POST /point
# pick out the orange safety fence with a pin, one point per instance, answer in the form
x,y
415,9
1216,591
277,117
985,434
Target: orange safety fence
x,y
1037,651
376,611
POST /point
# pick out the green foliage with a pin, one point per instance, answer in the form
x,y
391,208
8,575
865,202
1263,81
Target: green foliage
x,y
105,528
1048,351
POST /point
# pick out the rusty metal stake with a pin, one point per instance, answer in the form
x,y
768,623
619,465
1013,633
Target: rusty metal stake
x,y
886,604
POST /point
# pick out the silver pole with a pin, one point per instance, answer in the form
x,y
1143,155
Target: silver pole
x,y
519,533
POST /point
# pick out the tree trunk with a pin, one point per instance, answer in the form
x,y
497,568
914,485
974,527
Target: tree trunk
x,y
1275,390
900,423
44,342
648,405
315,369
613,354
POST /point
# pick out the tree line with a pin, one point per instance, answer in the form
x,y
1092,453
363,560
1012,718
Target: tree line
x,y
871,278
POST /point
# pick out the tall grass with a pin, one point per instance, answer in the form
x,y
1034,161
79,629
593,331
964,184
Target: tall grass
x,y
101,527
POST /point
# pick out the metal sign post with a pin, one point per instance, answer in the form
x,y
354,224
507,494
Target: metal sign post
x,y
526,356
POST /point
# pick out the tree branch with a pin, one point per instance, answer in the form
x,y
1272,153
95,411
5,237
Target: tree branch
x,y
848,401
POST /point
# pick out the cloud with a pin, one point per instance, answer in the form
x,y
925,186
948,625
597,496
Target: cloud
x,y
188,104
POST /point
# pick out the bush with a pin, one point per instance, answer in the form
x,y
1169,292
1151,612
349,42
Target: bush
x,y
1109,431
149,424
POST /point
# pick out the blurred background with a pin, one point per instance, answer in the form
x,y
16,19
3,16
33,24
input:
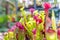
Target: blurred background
x,y
10,10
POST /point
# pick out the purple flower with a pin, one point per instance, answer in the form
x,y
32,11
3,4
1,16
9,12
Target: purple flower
x,y
34,31
32,10
19,25
13,28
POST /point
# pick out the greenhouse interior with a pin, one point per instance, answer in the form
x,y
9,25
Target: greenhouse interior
x,y
29,19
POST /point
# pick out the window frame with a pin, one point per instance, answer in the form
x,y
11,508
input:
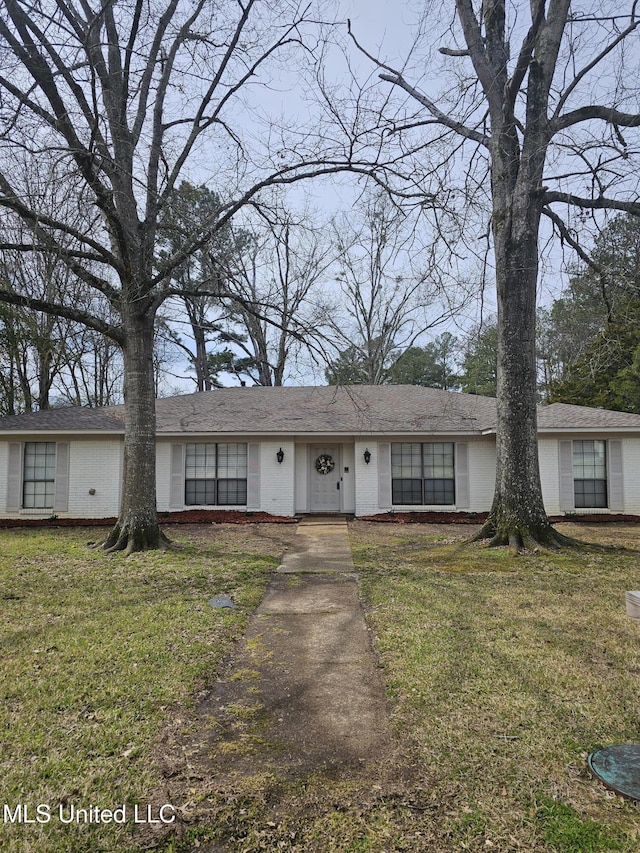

Your task
Collect every line of the listing above that contains the string "purple". Case counts.

Written reply
# pick out the purple flower with a pin, one point per instance, answer in the form
Target: purple flower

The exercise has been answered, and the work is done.